▸ WHAT TO PRODUCE: Only the lines from the one with "Place one point on every instance of the fence" onward are wanted, through the last line of the entries, set down exactly.

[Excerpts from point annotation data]
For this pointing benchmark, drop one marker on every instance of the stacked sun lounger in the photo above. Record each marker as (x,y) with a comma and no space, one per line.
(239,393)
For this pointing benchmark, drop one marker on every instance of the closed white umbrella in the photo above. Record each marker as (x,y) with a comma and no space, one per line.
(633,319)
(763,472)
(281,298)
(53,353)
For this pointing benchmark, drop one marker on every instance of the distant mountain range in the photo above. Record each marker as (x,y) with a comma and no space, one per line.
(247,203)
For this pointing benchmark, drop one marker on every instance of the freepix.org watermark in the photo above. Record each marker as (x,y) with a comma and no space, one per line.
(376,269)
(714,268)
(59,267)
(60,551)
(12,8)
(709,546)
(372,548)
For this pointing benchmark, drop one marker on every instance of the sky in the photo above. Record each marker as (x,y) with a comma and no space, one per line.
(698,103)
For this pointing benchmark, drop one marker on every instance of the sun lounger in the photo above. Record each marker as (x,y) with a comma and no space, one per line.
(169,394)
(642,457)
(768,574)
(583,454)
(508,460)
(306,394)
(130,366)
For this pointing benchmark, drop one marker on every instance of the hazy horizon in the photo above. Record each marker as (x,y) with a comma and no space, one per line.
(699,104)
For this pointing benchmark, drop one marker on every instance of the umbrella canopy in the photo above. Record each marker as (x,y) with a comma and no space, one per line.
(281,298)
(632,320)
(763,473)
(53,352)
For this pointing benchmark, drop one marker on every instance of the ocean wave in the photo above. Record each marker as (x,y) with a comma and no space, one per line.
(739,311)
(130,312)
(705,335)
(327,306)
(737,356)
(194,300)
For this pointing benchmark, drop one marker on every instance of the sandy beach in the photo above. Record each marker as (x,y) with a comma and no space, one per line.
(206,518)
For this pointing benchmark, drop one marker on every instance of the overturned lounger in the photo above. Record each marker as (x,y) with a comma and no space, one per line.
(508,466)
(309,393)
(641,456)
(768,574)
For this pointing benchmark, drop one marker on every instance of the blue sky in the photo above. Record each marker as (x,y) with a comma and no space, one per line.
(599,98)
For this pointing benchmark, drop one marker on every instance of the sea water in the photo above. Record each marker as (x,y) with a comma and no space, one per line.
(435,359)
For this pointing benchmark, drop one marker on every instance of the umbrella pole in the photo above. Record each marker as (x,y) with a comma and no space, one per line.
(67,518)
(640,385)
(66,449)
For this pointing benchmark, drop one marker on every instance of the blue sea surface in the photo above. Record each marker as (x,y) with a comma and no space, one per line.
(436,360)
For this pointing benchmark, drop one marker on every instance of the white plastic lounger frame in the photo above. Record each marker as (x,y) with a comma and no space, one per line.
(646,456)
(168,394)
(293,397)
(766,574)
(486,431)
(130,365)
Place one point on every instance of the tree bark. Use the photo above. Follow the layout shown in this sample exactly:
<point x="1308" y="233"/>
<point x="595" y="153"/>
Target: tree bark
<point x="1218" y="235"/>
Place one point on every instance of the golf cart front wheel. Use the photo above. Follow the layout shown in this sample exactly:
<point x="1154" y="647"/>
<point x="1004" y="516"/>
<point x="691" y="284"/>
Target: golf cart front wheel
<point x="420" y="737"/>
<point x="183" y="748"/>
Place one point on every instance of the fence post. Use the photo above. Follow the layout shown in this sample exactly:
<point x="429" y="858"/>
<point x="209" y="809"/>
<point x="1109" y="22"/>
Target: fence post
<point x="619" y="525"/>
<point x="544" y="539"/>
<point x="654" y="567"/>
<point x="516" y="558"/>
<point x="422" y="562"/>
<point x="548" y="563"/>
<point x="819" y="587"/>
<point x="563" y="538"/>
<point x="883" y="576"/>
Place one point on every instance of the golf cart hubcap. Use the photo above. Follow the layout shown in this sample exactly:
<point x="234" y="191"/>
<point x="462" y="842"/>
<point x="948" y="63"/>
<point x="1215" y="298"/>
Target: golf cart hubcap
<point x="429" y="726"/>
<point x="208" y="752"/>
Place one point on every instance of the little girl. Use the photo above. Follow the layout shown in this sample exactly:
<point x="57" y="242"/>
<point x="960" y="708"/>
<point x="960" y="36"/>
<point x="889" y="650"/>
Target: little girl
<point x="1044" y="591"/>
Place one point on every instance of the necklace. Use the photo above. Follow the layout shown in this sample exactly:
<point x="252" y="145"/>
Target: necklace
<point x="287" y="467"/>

▸ RESULT:
Place one point on every instance of the fence post. Use the photo above. Follow the layout shown in this sample exactly:
<point x="429" y="858"/>
<point x="209" y="809"/>
<point x="1109" y="22"/>
Target: fence post
<point x="619" y="525"/>
<point x="544" y="539"/>
<point x="654" y="567"/>
<point x="516" y="558"/>
<point x="422" y="562"/>
<point x="548" y="563"/>
<point x="819" y="587"/>
<point x="563" y="538"/>
<point x="883" y="576"/>
Place one point on every instance of the golf cart hubcap. Use the photo above. Follow the layout shown in this sample exactly:
<point x="234" y="191"/>
<point x="462" y="842"/>
<point x="948" y="63"/>
<point x="1215" y="298"/>
Target: golf cart hubcap
<point x="429" y="726"/>
<point x="208" y="752"/>
Place one point on every instance of the little girl. Use the photo above. Follow the layout shown in this sample exactly:
<point x="57" y="242"/>
<point x="960" y="708"/>
<point x="960" y="36"/>
<point x="889" y="650"/>
Target: little girl
<point x="1044" y="591"/>
Place one point on every instance of the necklace. Use the photo above. Follow the layout shown in this sample exactly:
<point x="252" y="145"/>
Target: necklace
<point x="287" y="467"/>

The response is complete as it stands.